◆ AIM OF THE TASK
Transcribe each entry so that it matches the original exactly.

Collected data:

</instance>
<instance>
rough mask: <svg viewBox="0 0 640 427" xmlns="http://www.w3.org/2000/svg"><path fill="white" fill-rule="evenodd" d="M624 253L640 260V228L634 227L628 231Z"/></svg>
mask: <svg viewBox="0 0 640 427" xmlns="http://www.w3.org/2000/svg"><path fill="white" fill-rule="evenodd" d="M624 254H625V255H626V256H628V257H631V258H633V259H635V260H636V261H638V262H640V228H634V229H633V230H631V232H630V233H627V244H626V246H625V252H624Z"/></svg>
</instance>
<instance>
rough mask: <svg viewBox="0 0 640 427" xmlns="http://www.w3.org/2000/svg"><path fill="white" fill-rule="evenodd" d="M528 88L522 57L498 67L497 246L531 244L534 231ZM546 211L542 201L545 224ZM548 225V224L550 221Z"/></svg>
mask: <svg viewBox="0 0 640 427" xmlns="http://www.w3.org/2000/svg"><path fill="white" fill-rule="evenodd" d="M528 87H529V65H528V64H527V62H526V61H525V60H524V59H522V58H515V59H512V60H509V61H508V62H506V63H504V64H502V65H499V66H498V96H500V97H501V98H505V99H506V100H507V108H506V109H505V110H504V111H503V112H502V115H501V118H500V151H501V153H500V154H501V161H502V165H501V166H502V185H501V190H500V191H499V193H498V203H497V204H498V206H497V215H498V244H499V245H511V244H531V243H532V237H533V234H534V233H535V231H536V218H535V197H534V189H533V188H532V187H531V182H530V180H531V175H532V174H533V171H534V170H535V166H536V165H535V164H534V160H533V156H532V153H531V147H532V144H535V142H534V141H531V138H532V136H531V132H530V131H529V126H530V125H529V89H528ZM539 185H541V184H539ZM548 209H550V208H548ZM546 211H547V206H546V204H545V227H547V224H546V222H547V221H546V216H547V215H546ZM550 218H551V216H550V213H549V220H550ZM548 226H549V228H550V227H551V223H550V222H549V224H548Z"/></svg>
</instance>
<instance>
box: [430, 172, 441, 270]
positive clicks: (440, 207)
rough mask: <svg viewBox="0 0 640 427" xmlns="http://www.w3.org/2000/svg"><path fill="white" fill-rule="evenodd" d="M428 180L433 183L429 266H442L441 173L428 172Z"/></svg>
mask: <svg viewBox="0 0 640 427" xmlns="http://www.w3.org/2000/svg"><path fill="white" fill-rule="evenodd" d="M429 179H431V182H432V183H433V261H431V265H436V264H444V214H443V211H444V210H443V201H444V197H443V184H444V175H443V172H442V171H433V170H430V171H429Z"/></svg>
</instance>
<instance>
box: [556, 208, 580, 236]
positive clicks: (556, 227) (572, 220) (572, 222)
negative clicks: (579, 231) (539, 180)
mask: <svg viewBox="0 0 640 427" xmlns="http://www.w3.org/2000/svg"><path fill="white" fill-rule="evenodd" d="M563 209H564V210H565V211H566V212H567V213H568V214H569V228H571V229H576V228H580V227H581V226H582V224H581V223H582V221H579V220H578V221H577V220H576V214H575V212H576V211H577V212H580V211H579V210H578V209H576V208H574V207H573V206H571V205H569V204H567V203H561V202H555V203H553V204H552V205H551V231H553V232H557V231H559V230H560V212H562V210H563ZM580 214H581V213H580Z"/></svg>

◆ WRITTEN ANSWER
</instance>
<instance>
rough mask: <svg viewBox="0 0 640 427" xmlns="http://www.w3.org/2000/svg"><path fill="white" fill-rule="evenodd" d="M624 253L640 260V228L634 227L628 231Z"/></svg>
mask: <svg viewBox="0 0 640 427" xmlns="http://www.w3.org/2000/svg"><path fill="white" fill-rule="evenodd" d="M624 254H625V255H626V256H628V257H631V258H633V259H635V260H636V261H638V262H640V228H634V229H633V230H631V232H630V233H627V244H626V246H625V252H624Z"/></svg>
</instance>
<instance>
rough mask: <svg viewBox="0 0 640 427" xmlns="http://www.w3.org/2000/svg"><path fill="white" fill-rule="evenodd" d="M528 88L522 57L498 67L497 246L531 244L534 231ZM546 211L542 201L545 224ZM548 225V224L550 221Z"/></svg>
mask: <svg viewBox="0 0 640 427" xmlns="http://www.w3.org/2000/svg"><path fill="white" fill-rule="evenodd" d="M528 87H529V65H528V64H527V62H526V61H525V60H524V59H522V58H515V59H512V60H509V61H508V62H506V63H504V64H502V65H499V66H498V96H500V97H501V98H505V99H506V100H507V108H506V109H505V110H504V111H503V112H502V115H501V118H500V151H501V153H500V154H501V161H502V165H501V166H502V185H501V190H500V191H499V193H498V203H497V204H498V206H497V215H498V244H499V245H511V244H531V243H532V237H533V234H534V233H535V231H536V218H535V197H534V189H533V188H532V187H531V182H530V180H531V175H532V174H533V171H534V170H535V166H536V165H535V164H534V160H533V156H532V153H531V147H532V144H535V142H534V141H531V138H532V136H531V132H530V131H529V126H530V125H529V89H528ZM539 185H541V184H539ZM548 209H550V208H548ZM546 211H547V206H546V204H545V227H547V224H546V222H547V221H546V216H547V215H546ZM550 218H551V216H550V213H549V220H550ZM548 226H549V228H550V227H551V223H550V222H549V224H548Z"/></svg>
</instance>
<instance>
box: [430, 172, 441, 270]
positive clicks: (440, 207)
rough mask: <svg viewBox="0 0 640 427" xmlns="http://www.w3.org/2000/svg"><path fill="white" fill-rule="evenodd" d="M428 180L433 183L429 266H442L441 173L428 172Z"/></svg>
mask: <svg viewBox="0 0 640 427" xmlns="http://www.w3.org/2000/svg"><path fill="white" fill-rule="evenodd" d="M429 179H431V182H432V183H433V261H431V265H436V264H444V214H443V211H444V210H443V201H444V197H443V184H444V175H443V172H442V171H433V170H430V171H429Z"/></svg>
</instance>
<instance>
box: [556, 208, 580, 236]
positive clicks: (556, 227) (572, 220) (572, 222)
negative clicks: (579, 231) (539, 180)
mask: <svg viewBox="0 0 640 427" xmlns="http://www.w3.org/2000/svg"><path fill="white" fill-rule="evenodd" d="M563 209H564V210H565V211H566V212H567V213H568V214H569V228H571V229H576V228H580V227H581V226H582V224H581V223H582V221H579V220H578V221H577V220H576V214H575V212H576V211H577V212H580V211H579V210H578V209H576V208H574V207H573V206H571V205H569V204H567V203H561V202H555V203H553V204H552V205H551V231H553V232H557V231H559V230H560V212H562V210H563ZM580 214H581V213H580Z"/></svg>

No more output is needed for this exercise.